The Statistics tab contains the following functions: Basic (statistics), Linear Regression, Cyclic Analysis, Duration Analysis, and Frequency Plot.





Basic


The Basic function computes the basic statistical values for a regular or irregular interval time series data set. The statistical and informational values displayed are:


Number of valid values
Number of missing values
Last valid value and date and time
Minimum value and date and time
Mean value
Maximum value and date and time
Accumulated value for the time series
Standard deviation
Skew coefficient
Data type ("INST-VAL", "INST-CUM", "PER-AVER", "PER-CUM")
Data Units ("ft", "cfs", etc.)


To compute the basic statistical parameters for a time series data set:


1. Choose the Statistics tab of the Math Functions screen and select the Basic type.
2. From the Selected Data Set list, select a time series data set.
The statistics are displayed for the time series data set once the data set is selected.

Linear Regression


The Linear Regression function computes the linear regression and other correlation coefficients between two time series data sets. Values in the primary time series data set and the second time series data set are matched by time to form data pairs for the correlation analysis. Missing values are ignored. Times for the two time series data sets must match exactly. The data sets may be either regular or irregular interval time series data.


The correlations statistics computed by the function are:


Number of Valid Values
Regression Constant
Regression Coefficient
Determination Coefficient
Standard Error of Regression
Adjusted Determination Coefficient
Adjusted Standard Error of Regression
The primary time series data set forms the values of the independent variable (x-values), while values of the second time series data set comprise the dependent variable (y-values). The linear regression coefficients express how values in the second data set can be derived from values in the primary data set:
TS2(t) = a + b * TS1(t)
where "a" is the regression constant and "b" the regression coefficient.
To compute the linear regression and correlation coefficients between two time series data sets:
1. Choose the Statistics tab of the Math Functions screen and select the Linear Regression type.




2. From the Selected Data Set list, select the primary time series data set for analysis. Time series values from this data set form the independent variable (x-values) of the correlation analysis.

=-=-=-=-=

Parts of the exercise →
A - In the Statistics tab help text, rewrite the part starting at "The correlations statistics" and ending at "the regression coefficient.", changing "Determination Coefficient" to "Coefficient of Determination" everywhere in that part.
B - In the Statistics tab help text, what does the Linear Regression function do with missing values?
C - Continue the Statistics tab help text from its last sentence.
You won't need the entries to do any of this.

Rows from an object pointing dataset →
=-=-=-=-=

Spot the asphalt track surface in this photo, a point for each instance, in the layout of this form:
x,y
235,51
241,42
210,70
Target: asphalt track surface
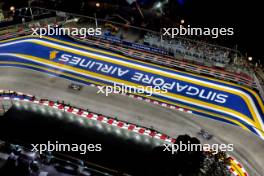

=-=-=-=-=

Final results →
A -
The correlations statistics computed by the function are:


Number of Valid Values
Regression Constant
Regression Coefficient
Coefficient of Determination
Standard Error of Regression
Adjusted Coefficient of Determination
Adjusted Standard Error of Regression
The primary time series data set forms the values of the independent variable (x-values), while values of the second time series data set comprise the dependent variable (y-values). The linear regression coefficients express how values in the second data set can be derived from values in the primary data set:
TS2(t) = a + b * TS1(t)
where "a" is the regression constant and "b" the regression coefficient.

B - It ignores them.

C -
3. From the Dependent Data Set list, select the second time series data set for analysis. Time series values from this data set will comprise the dependent variable (y-values) of the correlation analysis.


The correlation statistics are computed automatically once the two data sets are selected.

Cyclic Analysis


The Cyclic Analysis function derives a set of cyclic statistics from a regular interval time series data set. The time series data set must have a time interval of "1HOUR", "1DAY" or "1MONTH". The function sorts the time series values into statistical "bins" relevant to the time interval. Values for the 1HOUR interval data are sorted into twenty-four bins representing the hours of the day, 0100 to 2400. The 1DAY interval data is apportioned to 365 bins for the days of the year. The 1MONTH interval data is sorted into twelve bins for the months of the year.


The format of the resultant data sets is as a "pseudo" time series for the year 3000. For example, the cyclic analysis of one month of hourly interval data will produce pseudo time series data sets having twenty-four hourly values for the day January 1, 3000. If the statistical parameter is the "maximum" value, then the twenty-four values represent the maximum value occurring at that hour of the day in the original time series. The cyclic analysis of daily interval data will produce pseudo time series data sets having 365 daily values for the year 3000. The cyclic analysis of monthly interval data will result in pseudo time series data sets having twelve monthly values for the year 3000.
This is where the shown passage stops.